■ Descrição da tarefa ■
No trecho sobre os blocos de rua, desde que ano existe o bloco carioca Vagalume O Verde?

■ Trecho do texto ■
Os ingredientes carnavalescos mais destacados, atualmente, têm sido os blocos de rua, cujo crescimento continua se superando, desde o início do século XXI, no Brasil. Já são ostensivos em nove capitais: Porto Alegre, Fortaleza, Brasília, Manaus, Curitiba, Florianópolis, Rio de Janeiro, Belo Horizonte e São Paulo. Em Salvador, ainda predominam seus tradicionalmente resistentes blocos de afoxé.
Nas maiores cidades já passeiam centenas de blocos: com mais de 5 milhões de foliões, onde residem menos de sete milhões de cariocas e quatro milhões de belo-horizontinos, enquanto o passeio folião paulista já arrasta 15 milhões numa cidade onde residem 12 milhões de habitantes. Sua profusão associativa é exponencial nos municípios das várias regiões brasileiras, principalmente nos mais urbanizados. Tanto que seu formato tem evoluído para a formação contínua de associações entre vários blocos de rua, ou seja, adotando ligações (ou Ligas de Blocos de Rua) cada vez mais assumidas como formato. Alguns Blocos são tão grandes que até já nascem como Ligas.
Diferentes dos antigos cordões, ranchos (cortejos com temas recorrentes ou indiferentes) ou algazarras com batuques (supostamente iniciadas pelo lendário português Zé Pereira em 1846 sem tema algum), nos atuais blocos de rua se exprime a diversificação da modernidade brasileira, através dos vários estilos coletivos que os identificam, como nas adesões foliãs pelo bloco paulista Casa Comigo (desde 2013), pelo ambientalista carioca Vagalume O Verde (desde 2005) e pela emergência LGBTQIA+ do belo-horizontino Então, Brilha! (desde 2010). Aderir a um bloco é expressar sua identidade.

■ Amostra dos dados ■

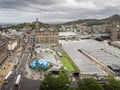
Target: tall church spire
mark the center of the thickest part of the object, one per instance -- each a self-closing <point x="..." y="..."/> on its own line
<point x="37" y="25"/>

■ Resultado da tarefa ■
Desde 2005.